▶ **What is asked**
Update the items below by changing "utility pole" to "street lamp" and keeping every other line unchanged.

(Stored data entries)
◆ ◆ ◆ ◆ ◆ ◆ ◆
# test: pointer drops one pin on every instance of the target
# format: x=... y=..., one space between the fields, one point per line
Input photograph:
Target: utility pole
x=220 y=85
◆ ◆ ◆ ◆ ◆ ◆ ◆
▶ **Exercise output**
# test: pointer drops one pin on every instance of the target
# format: x=... y=..., one space between the fields, one point per line
Input photograph:
Target: street lamp
x=220 y=85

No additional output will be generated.